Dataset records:

____________

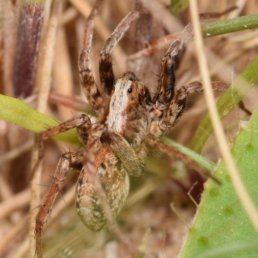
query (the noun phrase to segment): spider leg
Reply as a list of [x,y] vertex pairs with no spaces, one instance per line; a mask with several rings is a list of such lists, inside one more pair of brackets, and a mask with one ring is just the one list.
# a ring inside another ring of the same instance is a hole
[[[79,136],[82,136],[83,134],[88,134],[88,132],[91,128],[92,123],[89,116],[85,114],[80,114],[74,116],[73,118],[67,120],[63,123],[53,126],[46,130],[41,132],[38,137],[38,161],[39,162],[44,156],[43,142],[53,136],[63,133],[64,132],[77,128]],[[82,141],[84,144],[86,144],[87,139],[81,136]]]
[[52,183],[43,202],[39,206],[39,210],[36,217],[35,237],[36,253],[38,257],[42,257],[41,243],[43,226],[49,216],[56,196],[62,187],[69,168],[81,169],[83,157],[80,153],[68,152],[63,154],[60,158]]
[[180,39],[175,40],[162,60],[156,99],[158,103],[162,105],[169,105],[175,93],[175,57],[182,48],[183,41]]
[[81,83],[85,96],[96,111],[101,112],[103,108],[103,100],[89,69],[90,54],[92,42],[94,19],[102,0],[98,0],[86,20],[82,48],[80,54],[79,68]]
[[[214,91],[225,91],[228,85],[224,82],[212,82]],[[195,81],[182,86],[174,96],[165,115],[161,120],[160,127],[162,130],[167,130],[173,126],[181,117],[185,107],[186,100],[190,93],[200,92],[204,89],[203,84],[199,81]]]
[[99,75],[102,88],[108,95],[110,95],[115,81],[112,68],[110,53],[127,31],[131,23],[138,19],[139,11],[129,13],[118,24],[110,37],[105,42],[99,56]]
[[101,138],[112,148],[130,175],[140,176],[143,174],[146,155],[143,146],[137,153],[122,136],[107,130],[103,132]]

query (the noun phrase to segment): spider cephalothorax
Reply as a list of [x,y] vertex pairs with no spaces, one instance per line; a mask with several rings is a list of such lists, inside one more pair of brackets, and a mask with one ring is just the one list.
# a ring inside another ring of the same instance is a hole
[[[81,83],[88,100],[99,116],[95,126],[89,116],[80,114],[39,135],[39,159],[43,141],[72,128],[77,128],[85,146],[84,155],[68,152],[59,161],[53,182],[36,218],[37,254],[40,256],[42,229],[70,168],[80,171],[76,193],[76,207],[83,222],[98,231],[112,223],[129,191],[128,175],[139,176],[144,170],[144,159],[150,145],[180,118],[189,93],[203,90],[195,81],[177,90],[174,58],[183,48],[181,39],[174,41],[162,59],[157,93],[152,97],[146,86],[132,73],[115,82],[110,52],[141,11],[130,13],[106,42],[99,58],[101,85],[107,94],[105,103],[89,68],[93,19],[99,2],[86,21],[84,41],[79,59]],[[213,83],[214,90],[224,90],[223,82]],[[153,141],[153,139],[155,140]],[[161,150],[162,151],[162,150]]]

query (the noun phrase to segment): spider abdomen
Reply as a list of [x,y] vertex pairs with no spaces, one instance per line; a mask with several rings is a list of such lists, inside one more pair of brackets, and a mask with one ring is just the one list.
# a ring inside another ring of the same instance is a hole
[[[95,157],[95,168],[113,218],[121,210],[129,192],[129,177],[125,168],[110,148],[102,146]],[[94,231],[100,230],[107,219],[94,184],[83,169],[77,184],[76,207],[83,223]]]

____________

◆ **What the task asks**: Identify every line of the entries above that contains the word "spider", treating uppercase and lowercase as different.

◆ **Solution to the problem**:
query (the noun phrase to segment): spider leg
query (the noun phrase to segment): spider cephalothorax
query (the noun phrase to segment): spider abdomen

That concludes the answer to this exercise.